--- Start AVAILABLE RECORDS ---

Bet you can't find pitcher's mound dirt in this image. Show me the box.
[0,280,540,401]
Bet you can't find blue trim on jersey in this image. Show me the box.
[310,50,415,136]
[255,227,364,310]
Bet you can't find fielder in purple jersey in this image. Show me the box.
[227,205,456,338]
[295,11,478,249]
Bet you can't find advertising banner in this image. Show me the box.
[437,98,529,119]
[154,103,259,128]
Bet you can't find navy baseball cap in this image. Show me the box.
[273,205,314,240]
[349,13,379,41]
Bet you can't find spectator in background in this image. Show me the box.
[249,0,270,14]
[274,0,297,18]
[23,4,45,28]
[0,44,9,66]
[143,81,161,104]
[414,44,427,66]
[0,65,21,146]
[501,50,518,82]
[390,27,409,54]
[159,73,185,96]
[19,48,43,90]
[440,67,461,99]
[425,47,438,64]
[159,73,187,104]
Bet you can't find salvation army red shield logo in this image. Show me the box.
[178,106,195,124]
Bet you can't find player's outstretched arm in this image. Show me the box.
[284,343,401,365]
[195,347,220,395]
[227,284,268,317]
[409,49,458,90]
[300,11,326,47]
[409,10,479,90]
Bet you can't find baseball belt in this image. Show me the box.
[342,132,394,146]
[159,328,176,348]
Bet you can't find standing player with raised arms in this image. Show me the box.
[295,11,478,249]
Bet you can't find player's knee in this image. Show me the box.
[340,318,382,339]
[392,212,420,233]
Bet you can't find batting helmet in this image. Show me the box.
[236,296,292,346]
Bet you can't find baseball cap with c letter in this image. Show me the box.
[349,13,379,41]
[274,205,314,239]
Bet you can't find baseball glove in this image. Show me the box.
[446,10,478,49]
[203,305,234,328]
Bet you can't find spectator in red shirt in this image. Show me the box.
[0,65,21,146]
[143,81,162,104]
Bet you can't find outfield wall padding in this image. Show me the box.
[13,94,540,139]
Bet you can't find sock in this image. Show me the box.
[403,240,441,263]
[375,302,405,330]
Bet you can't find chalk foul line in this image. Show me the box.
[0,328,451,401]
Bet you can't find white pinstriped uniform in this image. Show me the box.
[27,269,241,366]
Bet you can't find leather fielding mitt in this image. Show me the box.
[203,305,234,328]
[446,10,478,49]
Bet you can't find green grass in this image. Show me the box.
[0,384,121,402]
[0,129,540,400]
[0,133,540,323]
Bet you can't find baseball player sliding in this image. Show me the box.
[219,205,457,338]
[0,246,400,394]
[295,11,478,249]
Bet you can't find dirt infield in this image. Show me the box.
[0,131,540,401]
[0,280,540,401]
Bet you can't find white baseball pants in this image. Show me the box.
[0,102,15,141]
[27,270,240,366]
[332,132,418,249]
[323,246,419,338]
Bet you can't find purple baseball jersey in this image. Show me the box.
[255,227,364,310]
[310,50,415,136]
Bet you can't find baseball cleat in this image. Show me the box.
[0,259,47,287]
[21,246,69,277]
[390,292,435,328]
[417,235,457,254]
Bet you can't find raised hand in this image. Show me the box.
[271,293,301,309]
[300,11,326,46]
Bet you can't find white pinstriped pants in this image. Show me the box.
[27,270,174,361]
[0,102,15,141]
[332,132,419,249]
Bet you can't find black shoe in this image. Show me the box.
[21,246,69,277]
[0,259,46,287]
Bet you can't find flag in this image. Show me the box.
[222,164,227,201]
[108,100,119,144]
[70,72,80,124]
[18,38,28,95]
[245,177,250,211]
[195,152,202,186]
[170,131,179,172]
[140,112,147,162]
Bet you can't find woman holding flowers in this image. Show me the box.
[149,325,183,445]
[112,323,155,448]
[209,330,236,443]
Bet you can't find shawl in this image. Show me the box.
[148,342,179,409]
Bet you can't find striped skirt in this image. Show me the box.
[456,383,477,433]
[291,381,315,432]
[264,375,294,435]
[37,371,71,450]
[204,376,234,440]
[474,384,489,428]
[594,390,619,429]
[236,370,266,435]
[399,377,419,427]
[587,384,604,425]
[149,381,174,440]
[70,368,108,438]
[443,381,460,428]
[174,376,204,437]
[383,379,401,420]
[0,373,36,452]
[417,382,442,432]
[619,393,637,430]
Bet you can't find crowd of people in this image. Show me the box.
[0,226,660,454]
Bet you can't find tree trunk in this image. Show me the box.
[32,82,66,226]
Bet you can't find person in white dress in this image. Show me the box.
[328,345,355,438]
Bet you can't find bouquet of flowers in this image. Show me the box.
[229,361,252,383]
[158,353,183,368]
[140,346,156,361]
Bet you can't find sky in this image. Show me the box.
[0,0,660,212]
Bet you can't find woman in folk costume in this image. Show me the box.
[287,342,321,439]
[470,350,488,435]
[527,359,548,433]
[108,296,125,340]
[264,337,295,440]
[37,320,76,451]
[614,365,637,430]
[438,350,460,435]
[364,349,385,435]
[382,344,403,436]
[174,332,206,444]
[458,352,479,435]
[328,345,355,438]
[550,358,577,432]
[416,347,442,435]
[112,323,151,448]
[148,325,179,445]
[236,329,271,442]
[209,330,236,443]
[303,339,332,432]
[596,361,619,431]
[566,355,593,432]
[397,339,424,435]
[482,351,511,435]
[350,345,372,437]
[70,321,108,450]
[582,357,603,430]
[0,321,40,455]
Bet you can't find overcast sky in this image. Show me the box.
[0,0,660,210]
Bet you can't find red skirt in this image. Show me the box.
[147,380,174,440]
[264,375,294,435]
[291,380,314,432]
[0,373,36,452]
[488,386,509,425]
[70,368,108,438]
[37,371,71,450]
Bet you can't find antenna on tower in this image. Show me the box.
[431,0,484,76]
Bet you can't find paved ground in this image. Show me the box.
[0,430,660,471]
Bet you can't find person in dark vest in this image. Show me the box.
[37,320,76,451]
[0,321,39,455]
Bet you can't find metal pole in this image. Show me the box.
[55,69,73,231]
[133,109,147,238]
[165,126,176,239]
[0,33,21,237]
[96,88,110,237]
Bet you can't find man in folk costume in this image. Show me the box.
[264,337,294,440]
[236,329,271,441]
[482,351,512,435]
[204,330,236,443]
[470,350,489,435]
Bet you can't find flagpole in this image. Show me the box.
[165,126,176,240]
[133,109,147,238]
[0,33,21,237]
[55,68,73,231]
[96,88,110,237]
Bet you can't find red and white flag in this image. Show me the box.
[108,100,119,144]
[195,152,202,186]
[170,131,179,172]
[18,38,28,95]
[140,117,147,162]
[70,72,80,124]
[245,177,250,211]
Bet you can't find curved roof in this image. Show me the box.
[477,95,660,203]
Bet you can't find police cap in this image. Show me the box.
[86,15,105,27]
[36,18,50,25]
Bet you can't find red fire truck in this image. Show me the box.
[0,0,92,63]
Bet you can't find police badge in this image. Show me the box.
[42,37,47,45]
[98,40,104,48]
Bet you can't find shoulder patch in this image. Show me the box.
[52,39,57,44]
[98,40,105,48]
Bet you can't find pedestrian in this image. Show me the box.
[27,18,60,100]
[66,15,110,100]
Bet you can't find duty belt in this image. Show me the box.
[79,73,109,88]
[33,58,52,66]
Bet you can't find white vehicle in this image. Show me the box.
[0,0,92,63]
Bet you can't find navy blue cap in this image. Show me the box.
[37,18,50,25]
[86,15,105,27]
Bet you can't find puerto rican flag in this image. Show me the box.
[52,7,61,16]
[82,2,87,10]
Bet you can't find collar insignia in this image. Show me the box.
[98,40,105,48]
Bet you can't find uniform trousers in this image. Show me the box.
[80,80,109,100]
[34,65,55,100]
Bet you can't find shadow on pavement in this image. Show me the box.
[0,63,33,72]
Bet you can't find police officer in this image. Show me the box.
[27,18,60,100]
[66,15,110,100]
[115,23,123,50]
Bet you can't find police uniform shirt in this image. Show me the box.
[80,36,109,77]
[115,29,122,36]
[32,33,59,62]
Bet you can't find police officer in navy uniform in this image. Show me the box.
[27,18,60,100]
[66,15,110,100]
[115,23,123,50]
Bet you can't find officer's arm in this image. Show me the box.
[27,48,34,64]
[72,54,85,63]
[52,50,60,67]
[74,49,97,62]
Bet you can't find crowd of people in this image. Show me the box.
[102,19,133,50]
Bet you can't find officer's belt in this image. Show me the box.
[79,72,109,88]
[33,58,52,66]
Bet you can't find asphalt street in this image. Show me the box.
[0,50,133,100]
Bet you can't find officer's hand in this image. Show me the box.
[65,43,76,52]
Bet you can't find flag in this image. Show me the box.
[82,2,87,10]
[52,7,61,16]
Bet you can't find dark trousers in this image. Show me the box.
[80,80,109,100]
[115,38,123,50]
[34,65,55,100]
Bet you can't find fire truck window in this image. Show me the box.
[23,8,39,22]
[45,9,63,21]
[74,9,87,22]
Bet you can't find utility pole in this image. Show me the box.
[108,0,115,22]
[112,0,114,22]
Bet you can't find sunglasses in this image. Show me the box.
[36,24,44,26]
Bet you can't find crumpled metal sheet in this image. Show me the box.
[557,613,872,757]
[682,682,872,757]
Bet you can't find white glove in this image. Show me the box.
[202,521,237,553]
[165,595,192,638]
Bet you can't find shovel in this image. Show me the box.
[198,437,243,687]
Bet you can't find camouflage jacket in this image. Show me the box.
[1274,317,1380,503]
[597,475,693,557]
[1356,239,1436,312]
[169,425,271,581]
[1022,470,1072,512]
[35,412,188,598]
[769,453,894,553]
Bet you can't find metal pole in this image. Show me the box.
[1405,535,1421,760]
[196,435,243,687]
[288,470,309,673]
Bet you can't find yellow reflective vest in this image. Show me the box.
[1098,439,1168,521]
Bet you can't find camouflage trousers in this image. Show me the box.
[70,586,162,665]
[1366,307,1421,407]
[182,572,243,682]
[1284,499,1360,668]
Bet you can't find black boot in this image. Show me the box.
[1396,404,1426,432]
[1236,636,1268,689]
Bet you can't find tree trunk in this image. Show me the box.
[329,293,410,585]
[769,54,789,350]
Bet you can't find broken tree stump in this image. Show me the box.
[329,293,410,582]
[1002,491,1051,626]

--- End AVAILABLE RECORDS ---

From the records above, pull out every line that contains the string "player". Case counts.

Bet you can't find player's outstretched arm in this image. Show me the box.
Bet you can't find standing player with raised arms in this image. Show me the box.
Bet you can't find player's knee in this image. Show me the box.
Bet you can't find baseball player sliding in this image. Show me the box.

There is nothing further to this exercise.